▶ **Seçilmiş Alıntı**
'''

Yer: Türkiye Mühendis Mimar Odaları Birliğine bağlı Mimarlar Odasının Ankara Şubesi
Tarih : 2008 Ekim ayı sonu-Kasım başı (yada Kasımpatı)
Konu : Meslektaşımızı işten Çıkaralım

Mimarlar Odası Ankara Şubesi emeğinden son damlasına kadar yararlandığı üyesini, meslektaşını işten çıkardı...Üstelik siyaseten durduğu yeri beğenmediğinden ve bunu çıkış yazısına yazamayacak kadar politik ve aciz davranarak.

peki ne yapmalı? bence Mimarlar Odası Ankara Şubesinin yanında Apolitikleşen insanlar olarak durulmalı ve derinden kirlenişi seyretmeli. İşten çıkardıkları meslektaşları gibi mi olalım yani değilmi? Söylecek sözüm olmamalı.

Tüm DKÖ ler, Odalar ve Sendikalarda yaşanan bu gidiş hepimize hayrola...

13 Kasım 2008 Perşembe

ağlamaklı günler dilediler

kapitalistin sosyaliste, erkeğin kadına, büyüğün küçüğe, hırsızın ev sahibine zulmü bide insanın insana zulmü. burdaki insan insan değil zaten, ama neden böyle demişler. ya çok iyi niyetli biri söylemiş bunu ve zulmedeni insan yerine koymuş, yada zulmedenin ta kendisi atmış bu "insanın insana zulmü" nü.

'''

▶ **Veri Kümesinden Kesit**
'''

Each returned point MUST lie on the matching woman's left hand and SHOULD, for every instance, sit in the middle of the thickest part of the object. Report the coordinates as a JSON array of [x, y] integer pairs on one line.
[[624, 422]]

'''

▶ **Yazılı Görevler**
a – Seçilmiş alıntıya göre şu ifadelerin her biri doğru mu? Evet ya da hayır diye cevap verip karara dayanak olan sözleri alıntıdan aynen aktar. (i) Mimarlar Odası Ankara Şubesi bir üyesini işten çıkarmıştır. (ii) Çıkarılmanın siyasi gerekçesi çıkış yazısında açıkça belirtilmiştir. (iii) 13 Kasım 2008 tarihi bir pazartesi gününe denk gelir.
b – Lütfen seçilmiş alıntının "Mimarlar Odası Ankara Şubesi emeğinden" ile başlayıp "gidiş hepimize hayrola..." ile biten kısmını, "seyretmeli" yerine "izlemeli" koyarak yeniden yaz.

▶ **Problem Çözümleri**
a –
(i) Evet: "Mimarlar Odası Ankara Şubesi emeğinden son damlasına kadar yararlandığı üyesini, meslektaşını işten çıkardı"
(ii) Hayır: "bunu çıkış yazısına yazamayacak kadar politik ve aciz davranarak"
(iii) Hayır: "13 Kasım 2008 Perşembe"

b –
Mimarlar Odası Ankara Şubesi emeğinden son damlasına kadar yararlandığı üyesini, meslektaşını işten çıkardı...Üstelik siyaseten durduğu yeri beğenmediğinden ve bunu çıkış yazısına yazamayacak kadar politik ve aciz davranarak.

peki ne yapmalı? bence Mimarlar Odası Ankara Şubesinin yanında Apolitikleşen insanlar olarak durulmalı ve derinden kirlenişi izlemeli. İşten çıkardıkları meslektaşları gibi mi olalım yani değilmi? Söylecek sözüm olmamalı.

Tüm DKÖ ler, Odalar ve Sendikalarda yaşanan bu gidiş hepimize hayrola...